Stored records
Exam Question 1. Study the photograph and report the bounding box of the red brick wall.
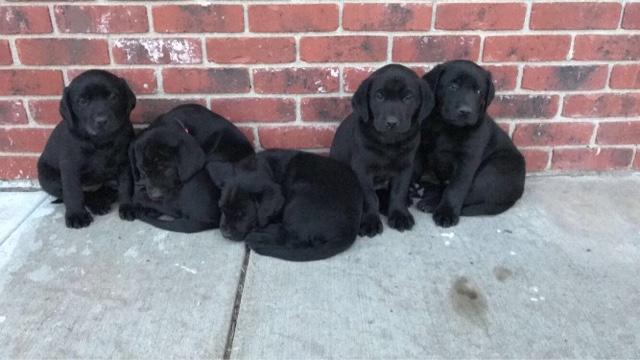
[0,0,640,179]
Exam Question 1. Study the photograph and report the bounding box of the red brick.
[162,68,251,94]
[342,67,376,92]
[0,156,38,180]
[520,149,549,172]
[300,36,387,62]
[562,94,640,117]
[513,123,595,146]
[258,126,336,149]
[301,97,351,122]
[521,65,608,91]
[342,4,431,31]
[153,5,244,33]
[483,65,518,91]
[436,3,527,30]
[67,69,158,95]
[16,38,109,65]
[529,2,622,30]
[249,4,338,32]
[609,64,640,89]
[113,38,202,64]
[483,35,571,62]
[54,5,149,34]
[0,6,53,34]
[573,35,640,60]
[596,121,640,145]
[489,95,558,119]
[0,100,29,125]
[211,98,296,122]
[0,40,13,65]
[253,68,340,94]
[131,99,207,124]
[551,148,633,171]
[0,70,64,95]
[393,35,480,62]
[207,37,296,64]
[622,3,640,29]
[29,99,61,125]
[0,128,51,153]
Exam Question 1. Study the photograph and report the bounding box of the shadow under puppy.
[129,104,254,233]
[215,150,363,261]
[416,60,525,227]
[38,70,136,228]
[331,64,433,236]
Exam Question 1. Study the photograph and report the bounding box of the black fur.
[38,70,136,228]
[220,150,363,261]
[416,60,525,227]
[129,105,254,233]
[331,65,433,236]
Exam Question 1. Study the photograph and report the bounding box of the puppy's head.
[129,128,205,201]
[220,180,259,241]
[423,60,495,127]
[352,64,433,135]
[60,70,136,138]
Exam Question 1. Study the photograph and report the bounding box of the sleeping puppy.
[129,104,254,233]
[220,150,363,261]
[38,70,136,228]
[331,64,433,237]
[416,60,525,227]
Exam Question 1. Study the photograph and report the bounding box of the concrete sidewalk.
[0,175,640,359]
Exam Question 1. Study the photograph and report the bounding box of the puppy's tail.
[246,229,356,261]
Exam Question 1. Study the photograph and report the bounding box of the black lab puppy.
[38,70,136,228]
[416,60,525,227]
[331,65,433,236]
[220,150,363,261]
[129,104,254,233]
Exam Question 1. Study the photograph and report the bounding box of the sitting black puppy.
[416,60,525,227]
[129,104,254,233]
[331,65,433,236]
[38,70,136,228]
[220,150,363,261]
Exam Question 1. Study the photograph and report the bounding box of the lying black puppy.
[38,70,136,228]
[331,65,433,236]
[129,104,254,233]
[416,60,525,227]
[220,150,363,261]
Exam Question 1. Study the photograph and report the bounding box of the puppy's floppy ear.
[178,137,205,182]
[120,78,136,112]
[484,70,496,112]
[258,182,284,227]
[351,75,373,121]
[418,80,436,121]
[422,64,444,95]
[60,86,78,128]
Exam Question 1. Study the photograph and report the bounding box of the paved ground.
[0,175,640,359]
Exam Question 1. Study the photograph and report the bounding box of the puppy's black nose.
[385,116,400,129]
[458,106,471,118]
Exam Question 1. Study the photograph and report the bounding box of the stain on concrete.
[450,276,489,333]
[493,266,513,282]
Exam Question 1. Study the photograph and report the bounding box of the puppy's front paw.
[86,200,111,215]
[387,210,415,231]
[64,210,93,229]
[360,215,382,237]
[433,205,460,227]
[118,204,138,221]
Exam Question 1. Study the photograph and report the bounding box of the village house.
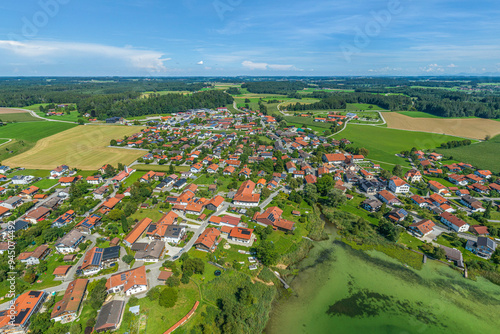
[388,176,410,194]
[0,290,47,334]
[17,245,50,266]
[106,266,148,296]
[252,206,295,231]
[440,212,469,232]
[54,230,85,254]
[50,278,89,323]
[409,219,436,237]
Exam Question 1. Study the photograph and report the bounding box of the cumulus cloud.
[241,60,299,71]
[420,64,444,73]
[0,40,171,72]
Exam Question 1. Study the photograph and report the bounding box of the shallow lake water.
[266,230,500,334]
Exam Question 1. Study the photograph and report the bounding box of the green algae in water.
[266,241,500,334]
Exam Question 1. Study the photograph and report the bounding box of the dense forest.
[0,78,211,108]
[0,77,500,118]
[77,90,233,119]
[241,81,309,95]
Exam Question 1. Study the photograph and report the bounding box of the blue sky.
[0,0,500,76]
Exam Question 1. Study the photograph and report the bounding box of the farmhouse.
[123,218,152,247]
[17,245,50,266]
[106,266,148,296]
[54,230,85,254]
[409,219,436,237]
[0,290,47,334]
[388,176,410,194]
[440,212,469,232]
[233,180,260,206]
[252,206,295,231]
[194,227,220,252]
[50,278,89,323]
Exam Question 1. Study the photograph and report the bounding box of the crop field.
[0,121,77,162]
[334,124,466,167]
[383,112,500,139]
[0,126,144,170]
[0,112,43,123]
[436,136,500,173]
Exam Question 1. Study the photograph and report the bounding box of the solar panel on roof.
[92,252,102,266]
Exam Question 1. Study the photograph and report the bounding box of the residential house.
[409,219,436,237]
[233,180,260,206]
[465,237,497,259]
[55,230,85,254]
[50,278,89,323]
[194,228,220,252]
[106,266,148,296]
[404,168,422,183]
[94,300,125,333]
[252,206,295,231]
[135,240,165,262]
[123,218,152,247]
[361,199,382,212]
[228,227,253,244]
[0,290,47,334]
[0,196,23,210]
[388,176,410,194]
[17,245,50,266]
[440,212,469,232]
[460,195,486,212]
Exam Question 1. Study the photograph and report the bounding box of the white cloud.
[241,60,300,71]
[420,64,444,73]
[0,40,171,72]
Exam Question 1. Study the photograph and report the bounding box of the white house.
[106,266,148,296]
[440,211,469,232]
[389,176,410,194]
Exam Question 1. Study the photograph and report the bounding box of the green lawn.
[346,103,386,111]
[0,112,43,123]
[130,209,163,222]
[118,282,200,334]
[340,195,378,225]
[33,179,58,190]
[334,124,475,167]
[0,121,77,161]
[8,170,51,177]
[436,135,500,173]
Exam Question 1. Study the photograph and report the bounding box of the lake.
[266,232,500,334]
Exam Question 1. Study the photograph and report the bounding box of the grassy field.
[35,110,80,122]
[383,112,500,139]
[0,112,43,123]
[117,282,200,334]
[340,124,468,167]
[0,122,77,162]
[436,135,500,173]
[0,122,144,170]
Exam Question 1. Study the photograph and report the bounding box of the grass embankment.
[0,126,144,170]
[0,121,77,162]
[436,135,500,173]
[334,124,475,167]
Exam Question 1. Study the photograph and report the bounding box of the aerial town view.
[0,0,500,334]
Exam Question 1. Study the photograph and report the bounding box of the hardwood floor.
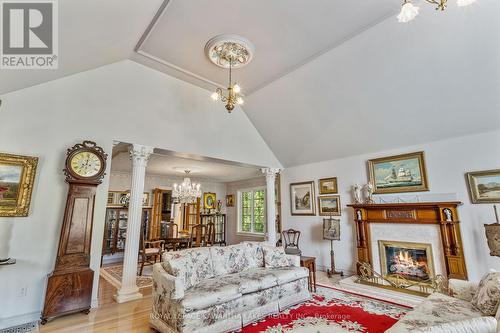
[40,278,155,333]
[40,272,340,333]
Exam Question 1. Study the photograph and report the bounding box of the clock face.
[70,151,102,178]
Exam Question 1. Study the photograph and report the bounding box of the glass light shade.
[457,0,476,7]
[398,2,419,23]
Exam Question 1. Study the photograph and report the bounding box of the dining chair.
[139,226,165,275]
[281,229,302,256]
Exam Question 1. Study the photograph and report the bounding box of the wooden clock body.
[41,141,107,324]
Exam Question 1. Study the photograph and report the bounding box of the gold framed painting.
[466,169,500,203]
[290,181,316,215]
[203,192,217,209]
[318,195,340,216]
[226,194,234,207]
[318,177,338,194]
[368,151,429,194]
[0,153,38,217]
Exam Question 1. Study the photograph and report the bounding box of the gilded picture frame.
[290,181,316,216]
[318,177,338,194]
[367,151,429,194]
[0,153,38,217]
[318,195,341,216]
[465,169,500,204]
[203,192,217,209]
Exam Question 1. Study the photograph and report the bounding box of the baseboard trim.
[0,311,40,330]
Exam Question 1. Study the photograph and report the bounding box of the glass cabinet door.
[116,209,128,252]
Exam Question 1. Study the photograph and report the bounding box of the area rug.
[101,264,153,289]
[239,286,411,333]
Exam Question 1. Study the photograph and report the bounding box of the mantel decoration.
[398,0,476,23]
[205,35,254,113]
[0,153,38,217]
[172,170,201,203]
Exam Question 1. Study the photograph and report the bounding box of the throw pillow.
[262,245,290,267]
[471,272,500,316]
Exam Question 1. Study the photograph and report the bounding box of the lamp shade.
[323,218,340,240]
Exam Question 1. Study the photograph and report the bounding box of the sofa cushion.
[387,293,482,333]
[472,272,500,316]
[242,242,265,268]
[267,266,309,285]
[224,268,278,294]
[262,245,291,267]
[210,244,250,276]
[181,277,241,310]
[162,248,214,289]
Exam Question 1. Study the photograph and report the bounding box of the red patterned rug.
[240,286,411,333]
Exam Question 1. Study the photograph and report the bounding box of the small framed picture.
[226,194,234,207]
[290,181,316,215]
[466,170,500,203]
[318,195,340,216]
[203,192,217,209]
[319,177,338,194]
[323,219,340,240]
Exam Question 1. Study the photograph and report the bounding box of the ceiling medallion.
[205,35,255,113]
[398,0,476,23]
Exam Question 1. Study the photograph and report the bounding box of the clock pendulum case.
[41,141,108,324]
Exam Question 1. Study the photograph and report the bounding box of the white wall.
[226,176,266,245]
[0,60,281,327]
[282,131,500,280]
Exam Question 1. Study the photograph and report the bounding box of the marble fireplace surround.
[348,201,467,280]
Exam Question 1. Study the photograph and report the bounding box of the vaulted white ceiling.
[0,0,500,166]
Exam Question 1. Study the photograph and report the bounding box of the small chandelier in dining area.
[398,0,476,23]
[172,170,201,203]
[205,35,254,113]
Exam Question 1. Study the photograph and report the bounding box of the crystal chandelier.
[205,35,254,113]
[172,170,201,203]
[398,0,476,23]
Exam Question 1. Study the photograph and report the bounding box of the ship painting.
[368,152,428,194]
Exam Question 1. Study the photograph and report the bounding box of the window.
[238,188,266,235]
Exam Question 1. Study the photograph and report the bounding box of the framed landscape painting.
[290,181,316,215]
[0,153,38,217]
[319,177,338,194]
[318,195,340,216]
[467,170,500,203]
[368,151,429,194]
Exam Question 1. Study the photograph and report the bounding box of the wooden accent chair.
[281,229,302,256]
[139,229,165,275]
[189,224,208,247]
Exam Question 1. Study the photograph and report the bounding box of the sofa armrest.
[412,317,497,333]
[286,254,300,267]
[153,263,184,300]
[448,279,478,302]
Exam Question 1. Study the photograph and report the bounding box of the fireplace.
[378,240,435,282]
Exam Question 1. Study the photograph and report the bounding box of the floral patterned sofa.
[386,279,500,333]
[150,242,311,333]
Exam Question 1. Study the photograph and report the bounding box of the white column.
[114,144,153,303]
[261,168,281,246]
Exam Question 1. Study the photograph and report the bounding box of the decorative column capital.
[260,168,281,179]
[130,144,154,167]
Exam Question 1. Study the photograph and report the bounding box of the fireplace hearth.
[378,240,435,282]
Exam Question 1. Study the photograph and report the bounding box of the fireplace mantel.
[347,201,467,280]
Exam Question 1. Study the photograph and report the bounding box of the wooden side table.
[300,256,316,292]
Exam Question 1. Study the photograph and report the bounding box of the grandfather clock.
[41,141,108,324]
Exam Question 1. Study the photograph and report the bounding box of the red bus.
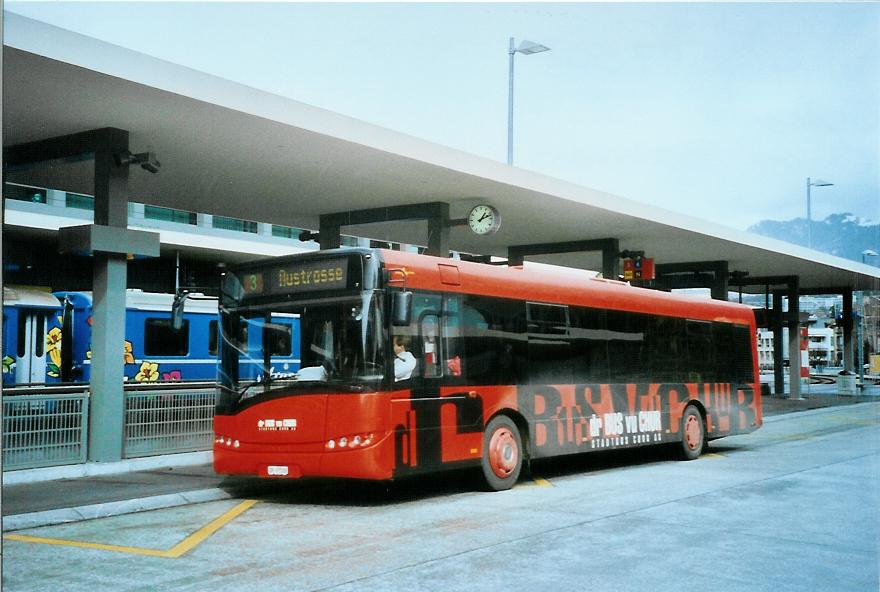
[214,249,762,490]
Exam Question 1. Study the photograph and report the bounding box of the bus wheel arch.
[480,413,528,491]
[679,402,709,460]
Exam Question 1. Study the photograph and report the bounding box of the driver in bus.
[394,335,416,381]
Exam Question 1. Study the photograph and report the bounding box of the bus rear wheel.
[680,405,706,460]
[482,415,523,491]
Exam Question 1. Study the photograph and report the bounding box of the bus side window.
[144,317,189,356]
[419,313,443,378]
[391,292,443,379]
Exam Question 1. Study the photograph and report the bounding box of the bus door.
[15,308,50,384]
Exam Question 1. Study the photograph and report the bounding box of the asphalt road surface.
[3,403,880,592]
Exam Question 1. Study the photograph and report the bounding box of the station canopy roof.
[3,13,880,291]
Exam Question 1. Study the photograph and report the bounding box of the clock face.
[468,205,501,234]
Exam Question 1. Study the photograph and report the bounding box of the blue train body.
[3,290,299,385]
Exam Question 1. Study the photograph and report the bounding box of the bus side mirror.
[391,292,412,327]
[171,292,189,331]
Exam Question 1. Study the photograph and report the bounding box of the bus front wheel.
[680,405,706,460]
[482,415,523,491]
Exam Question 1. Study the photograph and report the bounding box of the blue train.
[2,287,299,386]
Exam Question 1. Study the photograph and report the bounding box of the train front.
[214,249,394,479]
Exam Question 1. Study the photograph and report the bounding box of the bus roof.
[379,249,754,325]
[52,288,217,314]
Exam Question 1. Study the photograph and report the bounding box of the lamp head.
[514,40,550,55]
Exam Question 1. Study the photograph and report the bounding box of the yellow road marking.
[3,500,257,559]
[514,477,553,488]
[167,500,257,557]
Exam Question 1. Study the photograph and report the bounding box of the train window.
[208,321,218,356]
[144,318,189,356]
[34,313,46,358]
[18,310,27,358]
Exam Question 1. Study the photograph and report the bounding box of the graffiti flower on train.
[162,370,183,380]
[134,362,159,382]
[46,327,61,378]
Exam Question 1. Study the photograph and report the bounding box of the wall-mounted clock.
[468,204,501,234]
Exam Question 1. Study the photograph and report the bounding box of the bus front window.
[219,292,384,399]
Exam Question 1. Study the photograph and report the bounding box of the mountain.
[748,213,880,267]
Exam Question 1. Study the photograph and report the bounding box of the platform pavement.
[0,389,880,531]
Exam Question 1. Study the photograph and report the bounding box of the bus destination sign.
[267,258,348,294]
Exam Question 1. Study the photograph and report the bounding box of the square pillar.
[788,281,802,399]
[771,292,785,397]
[843,289,855,372]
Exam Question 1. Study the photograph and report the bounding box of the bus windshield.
[219,291,384,401]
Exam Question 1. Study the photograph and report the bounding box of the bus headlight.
[324,433,376,450]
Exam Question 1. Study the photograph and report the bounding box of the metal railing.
[123,389,216,458]
[2,383,216,471]
[3,393,89,471]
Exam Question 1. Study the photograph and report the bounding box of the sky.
[5,1,880,229]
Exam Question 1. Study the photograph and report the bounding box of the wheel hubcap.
[684,415,703,450]
[489,428,519,479]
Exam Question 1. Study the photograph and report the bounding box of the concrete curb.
[3,451,213,485]
[764,401,880,423]
[3,488,234,532]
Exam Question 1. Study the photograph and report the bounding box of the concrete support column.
[712,261,730,301]
[425,203,449,257]
[772,292,785,397]
[842,289,855,372]
[89,253,127,462]
[788,281,801,399]
[89,138,129,462]
[318,222,342,251]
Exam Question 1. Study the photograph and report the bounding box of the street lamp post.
[507,37,550,164]
[807,177,834,249]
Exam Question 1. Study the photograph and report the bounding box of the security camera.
[114,150,162,173]
[135,152,162,173]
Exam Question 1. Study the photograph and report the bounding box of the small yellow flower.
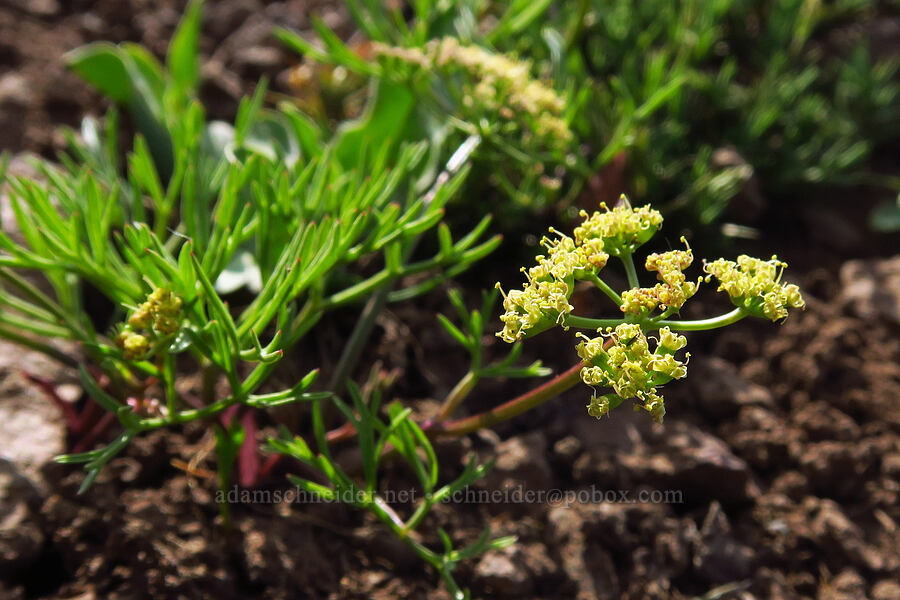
[703,255,806,321]
[576,323,690,422]
[575,195,663,256]
[116,331,150,360]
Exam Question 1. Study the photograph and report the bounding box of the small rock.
[694,502,755,584]
[794,402,859,441]
[0,341,66,480]
[872,579,900,600]
[488,431,553,490]
[620,421,759,504]
[817,569,866,600]
[689,357,775,418]
[810,500,885,571]
[798,441,875,498]
[553,435,584,462]
[234,46,283,69]
[0,458,44,577]
[475,548,532,597]
[6,0,60,17]
[0,71,32,106]
[841,256,900,323]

▶ **Request**
Start at the line containing "the lamp shade." and end with the line containing "[240,286,411,333]", copying every line in between unchanged.

▶ **Right answer**
Exam Question 1. Study the photograph and report the bounding box of the lamp shade.
[323,218,340,240]
Exam Question 1. Study the photograph and report the bounding box of the sofa cushion.
[387,293,482,333]
[472,272,500,316]
[242,242,265,268]
[267,266,309,285]
[224,268,278,294]
[262,245,291,267]
[210,244,250,276]
[181,277,241,310]
[162,248,214,289]
Exam Question 1. Study the photograph and report the bounding box of the red patterned rug.
[240,286,411,333]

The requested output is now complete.